[Problem details]
Set down all of the entries word for word, omitting the images they contain.

***** Input for this task *****

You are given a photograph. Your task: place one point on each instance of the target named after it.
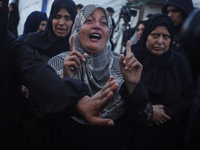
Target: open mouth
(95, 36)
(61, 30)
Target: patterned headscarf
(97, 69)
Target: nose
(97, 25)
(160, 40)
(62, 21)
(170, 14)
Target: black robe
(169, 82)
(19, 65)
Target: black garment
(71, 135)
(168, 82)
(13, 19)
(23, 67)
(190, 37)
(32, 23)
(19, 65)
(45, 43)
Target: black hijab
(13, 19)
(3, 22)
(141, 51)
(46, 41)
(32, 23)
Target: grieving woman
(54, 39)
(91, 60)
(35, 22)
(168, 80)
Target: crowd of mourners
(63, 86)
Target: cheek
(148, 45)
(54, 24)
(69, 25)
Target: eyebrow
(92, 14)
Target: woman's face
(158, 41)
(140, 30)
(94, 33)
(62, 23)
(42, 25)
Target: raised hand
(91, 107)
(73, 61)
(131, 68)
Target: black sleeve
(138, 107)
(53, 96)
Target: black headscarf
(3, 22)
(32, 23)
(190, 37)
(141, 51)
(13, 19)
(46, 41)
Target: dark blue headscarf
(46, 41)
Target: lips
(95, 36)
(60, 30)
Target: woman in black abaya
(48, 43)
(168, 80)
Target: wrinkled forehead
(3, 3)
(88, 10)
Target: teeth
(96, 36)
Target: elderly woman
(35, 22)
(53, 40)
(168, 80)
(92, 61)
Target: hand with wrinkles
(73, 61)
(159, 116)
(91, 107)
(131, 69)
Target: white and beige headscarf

*****

[Result for this task]
You are given a photograph. Your task: place one point on each instance of the target named after it.
Target: open mouth
(95, 36)
(61, 30)
Target: patterned headscarf
(97, 69)
Target: nose
(97, 25)
(160, 40)
(62, 21)
(170, 14)
Target: black robe
(169, 82)
(19, 65)
Target: black garment
(71, 135)
(168, 82)
(13, 19)
(23, 67)
(190, 37)
(32, 23)
(19, 65)
(45, 43)
Target: black hijab
(13, 19)
(3, 22)
(141, 51)
(46, 41)
(32, 23)
Target: grieving woman
(54, 39)
(91, 60)
(35, 22)
(168, 80)
Target: crowd of mourners
(63, 86)
Target: cheek
(148, 45)
(54, 24)
(69, 25)
Target: eyebrow
(92, 14)
Target: woman's face
(158, 41)
(140, 30)
(94, 33)
(62, 23)
(42, 25)
Target: raised hand
(91, 107)
(73, 61)
(131, 68)
Target: black sleeve
(138, 107)
(53, 96)
Target: black headscarf
(3, 22)
(32, 23)
(190, 37)
(141, 51)
(13, 19)
(46, 41)
Target: dark blue headscarf
(46, 41)
Target: lips
(95, 36)
(60, 30)
Target: woman in black abaya
(48, 43)
(168, 80)
Target: wrinkled forehead
(3, 3)
(88, 10)
Target: teeth
(96, 36)
Target: elderly woman
(35, 22)
(53, 40)
(168, 80)
(92, 61)
Target: hand with wrinkles
(73, 61)
(159, 116)
(91, 107)
(131, 69)
Target: white and beige headscarf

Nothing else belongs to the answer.